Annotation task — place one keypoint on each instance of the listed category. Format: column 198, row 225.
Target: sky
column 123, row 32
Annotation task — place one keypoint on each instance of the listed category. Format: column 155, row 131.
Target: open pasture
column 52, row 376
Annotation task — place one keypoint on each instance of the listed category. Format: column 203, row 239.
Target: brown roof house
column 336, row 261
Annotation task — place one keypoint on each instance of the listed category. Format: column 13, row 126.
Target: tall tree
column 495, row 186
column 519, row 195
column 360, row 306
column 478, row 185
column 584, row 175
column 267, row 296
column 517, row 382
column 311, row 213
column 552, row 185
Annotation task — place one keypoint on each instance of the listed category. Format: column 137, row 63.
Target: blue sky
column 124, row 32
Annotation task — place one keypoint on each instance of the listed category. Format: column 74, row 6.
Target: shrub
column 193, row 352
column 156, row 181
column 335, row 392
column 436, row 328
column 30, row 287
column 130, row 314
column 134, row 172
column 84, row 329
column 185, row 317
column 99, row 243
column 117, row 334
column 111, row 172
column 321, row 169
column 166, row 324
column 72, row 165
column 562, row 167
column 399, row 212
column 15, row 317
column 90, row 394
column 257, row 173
--
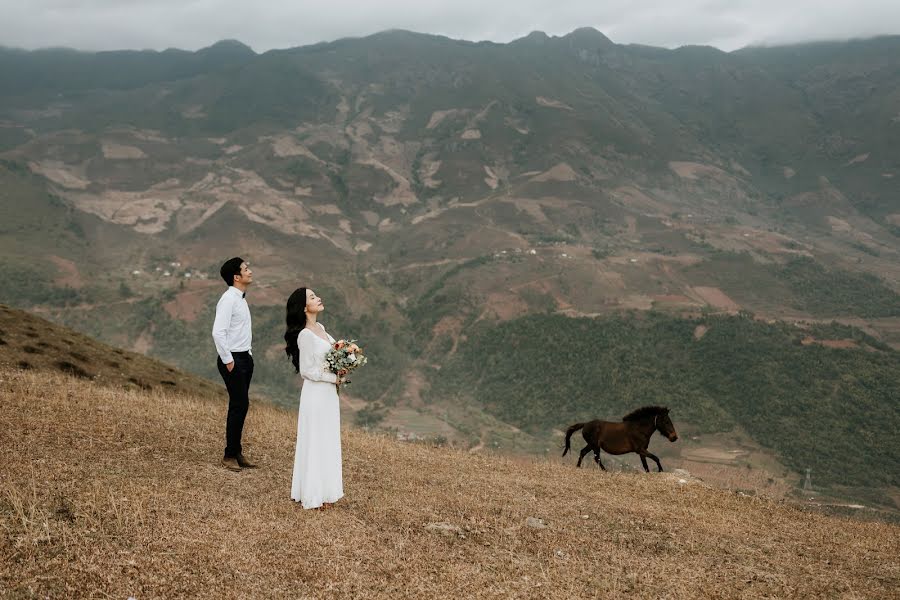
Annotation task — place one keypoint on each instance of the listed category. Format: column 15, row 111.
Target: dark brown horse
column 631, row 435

* [Schriftliche Aufgabe]:
Gib die Zeilen von der Zeile mit „column 74, row 6.“ bis einschließlich der Zeile mit „column 257, row 173“ als JSON-Liste von Zeichenketten wieder, mit einer Zeichenkette pro Zeile und ohne Leerzeilen.

* [Vollständige Antwort]:
[
  "Annotation task — place one keypoint on each instance of the listed category. Format: column 74, row 6.",
  "Target: shrub",
  "column 193, row 352",
  "column 156, row 181",
  "column 335, row 392",
  "column 436, row 328",
  "column 30, row 287",
  "column 130, row 314",
  "column 134, row 172",
  "column 84, row 329",
  "column 185, row 317",
  "column 99, row 243",
  "column 117, row 334",
  "column 111, row 172",
  "column 321, row 169",
  "column 166, row 324",
  "column 72, row 165",
  "column 562, row 167",
  "column 399, row 212",
  "column 15, row 317",
  "column 90, row 394",
  "column 257, row 173"
]